---------- Passage given ----------

Evelyn, the diarist , thought much the same thing and so recorded his opinion.

La Fontaine was a most conscientious traveller and said some grand things of the Renaissance chateaux-builders of which literary history has neglected to make mention.

Lippomano, the Venetian Ambassador of the sixteenth century, professed to have met with a population uncivil and wanting in probity, but he exalted, nevertheless, to the highest the admirable chateaux of princes and seigneurs which he saw on the way through Burgundy. Zinzerling, a young German traveller, in the year 1616, remarked much the same thing, but regretted that a certain class of sight-seers was even then wont to scribble names in public places. We of to-day who love old monuments have, then, no more reason to complain than had this observant traveller of three hundred years ago.

Great churches, abbeys, monasteries, fortresses, chateaux, donjons and barbican gates are hardly less frequently seen in France to-day than they were of old, although in many instances a ruin only exists to tell the tale of former splendour.

This is as true of Burgundy as it is of other parts of France; indeed, it is, perhaps, a more apt reference here than it would be with regard to Normandy or Picardy, where many a mediaeval civic or religious shrine has been made into a warehouse or a beet-sugar factory. The closest comparison of this nature that one can make with respect to these parts is that some Cistercian monastery has become a "wine-chateau" like the Clos Vougeot or Beaune's Hospice or Hotel Dieu, which, in truth, at certain periods, is nothing more nor less than a great wholesale wine-shop.

---------- Material ----------

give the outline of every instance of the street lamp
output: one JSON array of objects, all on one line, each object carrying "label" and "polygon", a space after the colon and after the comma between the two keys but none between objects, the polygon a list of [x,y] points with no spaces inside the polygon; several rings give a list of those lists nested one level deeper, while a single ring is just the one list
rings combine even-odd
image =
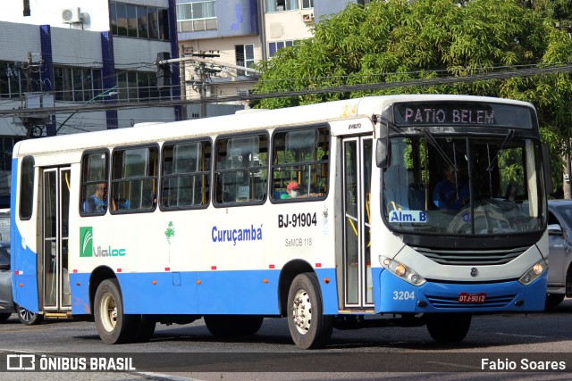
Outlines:
[{"label": "street lamp", "polygon": [[[81,104],[82,106],[85,106],[86,104],[89,104],[90,103],[92,103],[93,101],[95,101],[96,99],[99,98],[99,97],[103,97],[103,96],[113,96],[117,94],[117,91],[114,91],[114,90],[117,90],[117,86],[114,86],[111,88],[108,88],[107,90],[104,91],[103,93],[97,94],[96,96],[94,96],[93,98],[89,99],[88,101],[85,102],[83,104]],[[57,128],[57,129],[55,130],[55,135],[57,135],[57,133],[59,132],[60,129],[62,129],[62,128],[63,127],[63,125],[70,120],[72,119],[72,117],[73,115],[76,114],[77,112],[72,112],[70,114],[69,117],[67,117],[67,119],[65,120],[63,120],[63,122],[62,124],[60,124],[60,127]]]}]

----------

● Work instructions:
- 1) Reproduce the stretch of the Burgundy passage from "This is as true" through "great wholesale wine-shop.".
- 2) Please carry the Burgundy passage forward from the point where it stops.

● Replies:
- 1)
This is as true of Burgundy as it is of other parts of France; indeed, it is, perhaps, a more apt reference here than it would be with regard to Normandy or Picardy, where many a mediaeval civic or religious shrine has been made into a warehouse or a beet-sugar factory. The closest comparison of this nature that one can make with respect to these parts is that some Cistercian monastery has become a "wine-chateau" like the Clos Vougeot or Beaune's Hospice or Hotel Dieu, which, in truth, at certain periods, is nothing more nor less than a great wholesale wine-shop.

- 2)
Any review of the castle, chateau and palace architecture of France, and of the historic incident and the personages connected therewith, is bound to divide itself into a geographical or climatic category. To begin with the manner of building of the southland was only transplanted in northern soil experimentally, and it did not always take root so vigorously that it was able to live.

The Renaissance glories of Touraine and the valley of the Loire, though the outcome of various Italian pilgrimages, were of a more florid and whimsical fashioning than anything in Italy itself, either at the period of their inception or even later, and so they are to be considered as something distinctly French,--indeed, it was their very influence which was to radiate all over the chateau-building world of the fourteenth, fifteenth and sixteenth centuries.

In Burgundy and the Bourbonnais, and to some extent in the Nivernais, there grew up a distinct method of castle-building which was only allied with the many other varieties scattered over France in the sense that the fabrics were intended to serve the same purposes as their contemporaries elsewhere. The solid square shafts flanking a barbican gate,--the same general effect observable of all fortified towns,--the profuse use of heavy Renaissance sculpture in town houses, the interpolated Flemish-Gothic , and above all, the Burgundian school of sculptured figures and figurines were details which flowered hereabouts as they did nowhere else.

So far as the actual numbers of the edifices go it is evident that throughout Burgundy ecclesiastical architecture developed at the expense of the more luxuriously endowed civic and domestic varieties of Touraine, which, we can not deny, must ever be considered the real "chateaux country." In Touraine the splendour of ecclesiastical building took a second place to that of the domestic dwelling, or country or town house.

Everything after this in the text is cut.